# [Given problem]
Exactly reproduce the lines from the line that has "the dry grass" down to the last line of the entries, inclusive.

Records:
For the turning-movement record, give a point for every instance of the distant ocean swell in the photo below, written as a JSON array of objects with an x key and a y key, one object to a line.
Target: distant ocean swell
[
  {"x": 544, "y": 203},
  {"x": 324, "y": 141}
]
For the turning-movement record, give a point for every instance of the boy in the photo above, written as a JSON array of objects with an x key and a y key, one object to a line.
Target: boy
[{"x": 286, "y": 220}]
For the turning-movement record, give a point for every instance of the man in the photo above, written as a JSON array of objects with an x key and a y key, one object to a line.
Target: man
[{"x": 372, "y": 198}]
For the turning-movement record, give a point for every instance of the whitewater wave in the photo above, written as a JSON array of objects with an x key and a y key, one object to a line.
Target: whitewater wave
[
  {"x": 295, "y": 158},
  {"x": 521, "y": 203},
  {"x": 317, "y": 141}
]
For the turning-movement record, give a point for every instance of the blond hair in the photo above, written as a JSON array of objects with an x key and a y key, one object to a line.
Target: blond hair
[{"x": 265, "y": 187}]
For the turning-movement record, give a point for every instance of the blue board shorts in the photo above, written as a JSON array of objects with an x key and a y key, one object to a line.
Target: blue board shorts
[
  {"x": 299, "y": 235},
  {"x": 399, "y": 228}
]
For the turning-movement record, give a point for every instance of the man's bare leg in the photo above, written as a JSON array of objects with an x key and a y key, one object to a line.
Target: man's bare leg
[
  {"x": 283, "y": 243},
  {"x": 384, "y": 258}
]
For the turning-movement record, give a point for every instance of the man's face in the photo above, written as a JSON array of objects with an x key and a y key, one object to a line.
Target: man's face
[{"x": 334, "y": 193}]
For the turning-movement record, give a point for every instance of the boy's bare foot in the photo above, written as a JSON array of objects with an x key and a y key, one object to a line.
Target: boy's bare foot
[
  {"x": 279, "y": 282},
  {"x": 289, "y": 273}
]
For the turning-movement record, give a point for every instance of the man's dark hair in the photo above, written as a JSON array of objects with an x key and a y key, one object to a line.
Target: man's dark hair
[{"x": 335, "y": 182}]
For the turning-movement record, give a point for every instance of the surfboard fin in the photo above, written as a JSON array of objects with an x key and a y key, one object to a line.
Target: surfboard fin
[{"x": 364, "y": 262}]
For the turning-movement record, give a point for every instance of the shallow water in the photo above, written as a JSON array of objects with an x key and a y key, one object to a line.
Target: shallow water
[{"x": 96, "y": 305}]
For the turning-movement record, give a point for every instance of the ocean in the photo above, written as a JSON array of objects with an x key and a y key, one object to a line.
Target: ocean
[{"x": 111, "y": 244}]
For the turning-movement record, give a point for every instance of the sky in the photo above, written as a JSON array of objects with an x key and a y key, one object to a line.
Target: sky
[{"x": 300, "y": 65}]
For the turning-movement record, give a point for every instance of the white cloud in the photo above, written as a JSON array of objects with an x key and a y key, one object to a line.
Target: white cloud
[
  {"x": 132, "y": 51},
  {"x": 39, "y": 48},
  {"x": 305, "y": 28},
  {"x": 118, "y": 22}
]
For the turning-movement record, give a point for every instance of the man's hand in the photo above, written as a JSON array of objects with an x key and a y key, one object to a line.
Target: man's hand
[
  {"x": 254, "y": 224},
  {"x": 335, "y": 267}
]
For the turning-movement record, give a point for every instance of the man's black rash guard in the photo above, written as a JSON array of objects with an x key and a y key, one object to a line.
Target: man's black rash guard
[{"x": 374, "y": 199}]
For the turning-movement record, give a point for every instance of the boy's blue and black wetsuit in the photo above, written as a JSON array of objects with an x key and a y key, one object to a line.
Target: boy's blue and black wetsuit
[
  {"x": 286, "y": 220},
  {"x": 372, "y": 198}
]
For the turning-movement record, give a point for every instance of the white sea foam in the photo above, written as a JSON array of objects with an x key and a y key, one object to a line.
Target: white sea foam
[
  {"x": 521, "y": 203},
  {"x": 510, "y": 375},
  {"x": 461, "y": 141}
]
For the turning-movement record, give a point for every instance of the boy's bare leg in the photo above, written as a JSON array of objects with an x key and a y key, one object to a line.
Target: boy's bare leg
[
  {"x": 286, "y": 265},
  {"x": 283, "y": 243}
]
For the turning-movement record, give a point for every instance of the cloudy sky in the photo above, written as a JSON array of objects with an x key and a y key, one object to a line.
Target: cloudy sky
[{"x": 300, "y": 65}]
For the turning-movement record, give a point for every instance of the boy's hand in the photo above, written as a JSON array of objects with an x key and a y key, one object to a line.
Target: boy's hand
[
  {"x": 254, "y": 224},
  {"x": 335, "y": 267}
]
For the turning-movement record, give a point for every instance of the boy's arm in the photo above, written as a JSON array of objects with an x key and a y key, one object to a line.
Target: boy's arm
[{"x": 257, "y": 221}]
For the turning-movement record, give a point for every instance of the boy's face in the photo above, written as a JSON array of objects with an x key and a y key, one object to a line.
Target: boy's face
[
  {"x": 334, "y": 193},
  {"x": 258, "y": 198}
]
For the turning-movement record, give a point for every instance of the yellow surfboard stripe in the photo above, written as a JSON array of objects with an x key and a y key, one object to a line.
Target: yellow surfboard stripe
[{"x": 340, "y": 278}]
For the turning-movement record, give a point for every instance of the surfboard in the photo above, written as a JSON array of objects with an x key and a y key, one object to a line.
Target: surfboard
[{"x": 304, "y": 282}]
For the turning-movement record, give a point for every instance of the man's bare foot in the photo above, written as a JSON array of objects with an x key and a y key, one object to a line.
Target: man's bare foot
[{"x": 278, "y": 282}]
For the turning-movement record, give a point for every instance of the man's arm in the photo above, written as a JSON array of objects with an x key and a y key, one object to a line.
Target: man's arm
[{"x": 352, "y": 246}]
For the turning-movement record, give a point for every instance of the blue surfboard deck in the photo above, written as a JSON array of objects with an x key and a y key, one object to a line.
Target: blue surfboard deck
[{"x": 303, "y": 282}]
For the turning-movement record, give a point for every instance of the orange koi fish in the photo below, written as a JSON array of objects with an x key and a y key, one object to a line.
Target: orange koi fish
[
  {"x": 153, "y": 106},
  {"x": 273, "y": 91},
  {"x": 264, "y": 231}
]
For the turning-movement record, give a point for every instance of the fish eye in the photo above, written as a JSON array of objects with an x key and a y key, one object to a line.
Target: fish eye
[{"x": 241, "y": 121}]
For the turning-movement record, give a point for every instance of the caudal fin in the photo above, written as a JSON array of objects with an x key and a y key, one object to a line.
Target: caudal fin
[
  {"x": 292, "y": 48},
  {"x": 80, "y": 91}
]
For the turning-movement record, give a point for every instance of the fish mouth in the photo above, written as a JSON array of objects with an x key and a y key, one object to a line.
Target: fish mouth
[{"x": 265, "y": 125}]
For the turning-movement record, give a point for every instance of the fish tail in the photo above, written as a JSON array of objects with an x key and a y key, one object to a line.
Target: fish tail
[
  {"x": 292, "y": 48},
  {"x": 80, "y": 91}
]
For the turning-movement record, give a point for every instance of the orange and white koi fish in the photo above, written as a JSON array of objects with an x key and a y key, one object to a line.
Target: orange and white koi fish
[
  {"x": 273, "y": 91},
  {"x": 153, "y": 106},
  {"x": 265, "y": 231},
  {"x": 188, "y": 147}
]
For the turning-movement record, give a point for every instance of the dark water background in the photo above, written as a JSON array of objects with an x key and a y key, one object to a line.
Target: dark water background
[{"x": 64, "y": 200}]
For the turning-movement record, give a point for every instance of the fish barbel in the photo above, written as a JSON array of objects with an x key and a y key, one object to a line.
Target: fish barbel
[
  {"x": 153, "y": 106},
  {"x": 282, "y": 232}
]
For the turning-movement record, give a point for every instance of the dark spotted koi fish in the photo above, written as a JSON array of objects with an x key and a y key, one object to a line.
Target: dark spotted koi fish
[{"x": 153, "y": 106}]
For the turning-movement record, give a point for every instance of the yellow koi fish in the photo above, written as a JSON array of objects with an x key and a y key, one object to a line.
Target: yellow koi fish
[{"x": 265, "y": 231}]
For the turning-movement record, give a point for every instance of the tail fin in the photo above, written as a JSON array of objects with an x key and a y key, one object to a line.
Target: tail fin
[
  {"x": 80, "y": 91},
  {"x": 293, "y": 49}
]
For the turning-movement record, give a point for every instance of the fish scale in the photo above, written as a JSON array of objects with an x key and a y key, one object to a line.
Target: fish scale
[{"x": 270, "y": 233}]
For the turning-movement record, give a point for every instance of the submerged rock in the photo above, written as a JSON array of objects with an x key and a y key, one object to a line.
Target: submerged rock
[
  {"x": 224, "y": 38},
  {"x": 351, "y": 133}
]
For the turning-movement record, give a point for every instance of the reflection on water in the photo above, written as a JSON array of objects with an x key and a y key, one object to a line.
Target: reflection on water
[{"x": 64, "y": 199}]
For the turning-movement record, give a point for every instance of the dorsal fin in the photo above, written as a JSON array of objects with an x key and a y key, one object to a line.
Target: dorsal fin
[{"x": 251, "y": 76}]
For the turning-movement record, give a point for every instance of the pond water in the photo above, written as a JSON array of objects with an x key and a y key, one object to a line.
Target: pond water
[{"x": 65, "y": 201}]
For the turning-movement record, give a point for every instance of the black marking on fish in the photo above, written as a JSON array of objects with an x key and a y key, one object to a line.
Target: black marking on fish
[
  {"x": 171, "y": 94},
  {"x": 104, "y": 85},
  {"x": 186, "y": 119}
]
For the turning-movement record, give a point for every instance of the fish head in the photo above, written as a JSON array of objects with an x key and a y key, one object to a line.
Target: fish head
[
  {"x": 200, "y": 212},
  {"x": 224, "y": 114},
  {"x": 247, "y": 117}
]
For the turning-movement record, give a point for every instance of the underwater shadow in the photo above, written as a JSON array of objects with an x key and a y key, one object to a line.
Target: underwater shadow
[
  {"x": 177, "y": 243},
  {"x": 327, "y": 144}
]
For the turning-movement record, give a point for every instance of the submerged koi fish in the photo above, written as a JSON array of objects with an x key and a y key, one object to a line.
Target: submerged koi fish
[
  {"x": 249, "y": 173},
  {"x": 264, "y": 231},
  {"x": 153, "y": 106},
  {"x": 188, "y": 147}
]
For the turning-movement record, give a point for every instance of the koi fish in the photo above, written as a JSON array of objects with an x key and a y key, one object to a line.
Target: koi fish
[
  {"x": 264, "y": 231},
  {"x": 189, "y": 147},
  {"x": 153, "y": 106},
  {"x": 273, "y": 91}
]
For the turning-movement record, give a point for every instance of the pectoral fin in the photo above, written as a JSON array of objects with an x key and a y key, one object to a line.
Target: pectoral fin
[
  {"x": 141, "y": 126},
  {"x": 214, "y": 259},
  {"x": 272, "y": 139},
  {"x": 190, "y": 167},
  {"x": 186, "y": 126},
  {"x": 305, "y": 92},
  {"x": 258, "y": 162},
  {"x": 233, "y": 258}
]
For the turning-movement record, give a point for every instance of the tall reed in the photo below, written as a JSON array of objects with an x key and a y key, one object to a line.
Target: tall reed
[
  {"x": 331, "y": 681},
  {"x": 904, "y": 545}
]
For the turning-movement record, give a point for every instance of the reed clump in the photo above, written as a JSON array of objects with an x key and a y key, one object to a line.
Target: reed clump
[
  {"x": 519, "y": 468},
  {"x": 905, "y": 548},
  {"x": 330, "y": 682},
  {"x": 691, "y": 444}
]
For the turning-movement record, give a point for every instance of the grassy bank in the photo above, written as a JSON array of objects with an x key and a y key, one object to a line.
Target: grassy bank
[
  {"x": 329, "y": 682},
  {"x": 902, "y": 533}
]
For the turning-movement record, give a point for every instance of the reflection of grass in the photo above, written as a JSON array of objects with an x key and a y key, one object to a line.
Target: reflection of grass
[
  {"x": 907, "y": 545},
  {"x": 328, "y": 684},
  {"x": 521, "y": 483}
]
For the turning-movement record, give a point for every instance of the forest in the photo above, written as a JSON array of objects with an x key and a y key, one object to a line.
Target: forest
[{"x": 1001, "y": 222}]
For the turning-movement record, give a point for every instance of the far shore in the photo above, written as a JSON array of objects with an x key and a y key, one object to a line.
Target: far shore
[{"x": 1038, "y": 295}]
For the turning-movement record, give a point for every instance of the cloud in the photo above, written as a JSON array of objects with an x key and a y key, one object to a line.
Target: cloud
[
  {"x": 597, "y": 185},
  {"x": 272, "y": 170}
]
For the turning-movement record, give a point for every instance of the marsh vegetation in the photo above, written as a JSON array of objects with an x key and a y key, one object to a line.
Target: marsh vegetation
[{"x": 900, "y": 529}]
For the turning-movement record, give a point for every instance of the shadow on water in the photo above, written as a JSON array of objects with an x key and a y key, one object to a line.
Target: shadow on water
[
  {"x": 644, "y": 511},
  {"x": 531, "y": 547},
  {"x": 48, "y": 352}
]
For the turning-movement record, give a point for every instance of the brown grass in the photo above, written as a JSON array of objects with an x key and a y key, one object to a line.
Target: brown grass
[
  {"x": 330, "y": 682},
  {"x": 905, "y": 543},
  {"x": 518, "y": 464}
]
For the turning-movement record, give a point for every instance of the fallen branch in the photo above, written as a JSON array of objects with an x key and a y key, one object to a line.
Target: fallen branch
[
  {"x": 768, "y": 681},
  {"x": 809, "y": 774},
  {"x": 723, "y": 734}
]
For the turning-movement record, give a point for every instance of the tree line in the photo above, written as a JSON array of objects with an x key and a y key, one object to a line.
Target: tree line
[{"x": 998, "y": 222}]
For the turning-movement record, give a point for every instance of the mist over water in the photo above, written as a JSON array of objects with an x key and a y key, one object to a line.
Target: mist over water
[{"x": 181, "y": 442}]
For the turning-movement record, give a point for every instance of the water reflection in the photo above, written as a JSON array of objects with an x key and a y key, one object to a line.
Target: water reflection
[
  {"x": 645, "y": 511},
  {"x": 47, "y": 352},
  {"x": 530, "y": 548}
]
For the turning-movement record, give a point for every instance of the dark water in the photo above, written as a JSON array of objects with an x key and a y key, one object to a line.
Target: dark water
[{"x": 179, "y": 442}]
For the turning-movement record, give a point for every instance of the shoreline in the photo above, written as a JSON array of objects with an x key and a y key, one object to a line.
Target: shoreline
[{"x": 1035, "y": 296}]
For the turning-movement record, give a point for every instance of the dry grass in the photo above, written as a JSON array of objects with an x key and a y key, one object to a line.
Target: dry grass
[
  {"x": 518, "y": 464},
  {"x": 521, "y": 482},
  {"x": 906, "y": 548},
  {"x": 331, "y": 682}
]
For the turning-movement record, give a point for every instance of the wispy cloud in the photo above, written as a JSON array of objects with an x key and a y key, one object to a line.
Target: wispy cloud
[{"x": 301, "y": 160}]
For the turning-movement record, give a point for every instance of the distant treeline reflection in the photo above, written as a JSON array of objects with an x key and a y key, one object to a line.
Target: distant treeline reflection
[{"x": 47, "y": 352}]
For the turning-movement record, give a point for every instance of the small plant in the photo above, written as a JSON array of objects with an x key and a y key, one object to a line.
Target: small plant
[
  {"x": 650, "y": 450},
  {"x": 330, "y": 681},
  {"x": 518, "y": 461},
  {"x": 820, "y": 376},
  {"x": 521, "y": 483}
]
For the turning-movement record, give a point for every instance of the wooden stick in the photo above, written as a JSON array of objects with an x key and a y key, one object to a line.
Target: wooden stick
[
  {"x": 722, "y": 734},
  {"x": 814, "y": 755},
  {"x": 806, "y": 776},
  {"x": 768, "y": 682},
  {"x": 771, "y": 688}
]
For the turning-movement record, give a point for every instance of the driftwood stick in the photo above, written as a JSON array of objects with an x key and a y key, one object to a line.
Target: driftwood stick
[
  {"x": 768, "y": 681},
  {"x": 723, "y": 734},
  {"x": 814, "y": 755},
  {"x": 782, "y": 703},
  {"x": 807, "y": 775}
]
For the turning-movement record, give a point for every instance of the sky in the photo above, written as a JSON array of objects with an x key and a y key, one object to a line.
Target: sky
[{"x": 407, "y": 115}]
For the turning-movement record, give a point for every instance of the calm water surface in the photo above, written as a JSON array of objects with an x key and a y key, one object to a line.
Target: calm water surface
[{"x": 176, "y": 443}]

# [Correct result]
For the turning-movement record, give a point for every instance of the dry grass in the photo above, written as a JSON array of objects with an x key and a y key, one object to a line.
Target: dry grass
[
  {"x": 518, "y": 464},
  {"x": 521, "y": 482},
  {"x": 906, "y": 548},
  {"x": 331, "y": 682}
]
For the turning-movement record, give a point for every instance of the wispy cloud in the photo above, written as a JSON array of objects with an x key and a y key, one object to a line.
Target: wispy cloud
[{"x": 301, "y": 160}]
For the turning-movement record, give a point for every instance of the distant treeline reflection in the photo above, written as a JSON array of objects with an x key and a y key, one object to a line.
Target: distant treeline reflection
[{"x": 47, "y": 352}]
For the turning-movement record, give a point for every instance of the small plant in the photo above, written as a JSON array of objects with an x key and a y key, one object to a line.
Target: small plant
[
  {"x": 650, "y": 450},
  {"x": 330, "y": 681},
  {"x": 518, "y": 461},
  {"x": 820, "y": 376},
  {"x": 521, "y": 483}
]
For the turning-movement record, give a point for every instance of the wooden stick in the photo above, written as a JSON array of objects with an x key and a y key, one object to a line.
Target: wooden stick
[
  {"x": 722, "y": 734},
  {"x": 814, "y": 755},
  {"x": 806, "y": 776},
  {"x": 768, "y": 682},
  {"x": 771, "y": 688}
]
For the turning-movement record, give a point for every instance of the driftwood stick in the photo above, written as a JSON array of objects with an x key and a y key, one object to a line.
Target: driftwood stick
[
  {"x": 768, "y": 681},
  {"x": 723, "y": 734},
  {"x": 814, "y": 755},
  {"x": 782, "y": 703},
  {"x": 807, "y": 775}
]
For the turning-movement record, give a point for every instance of the sky in the photo above, written as a JSON array of objects with an x key and a y key, one object to a line.
Target: sky
[{"x": 407, "y": 115}]
For the turning-movement record, give a point for every instance of the calm water surface in the photo above, written as a JSON array of objects with an x key and a y key, one object to a line.
Target: calm water surface
[{"x": 176, "y": 443}]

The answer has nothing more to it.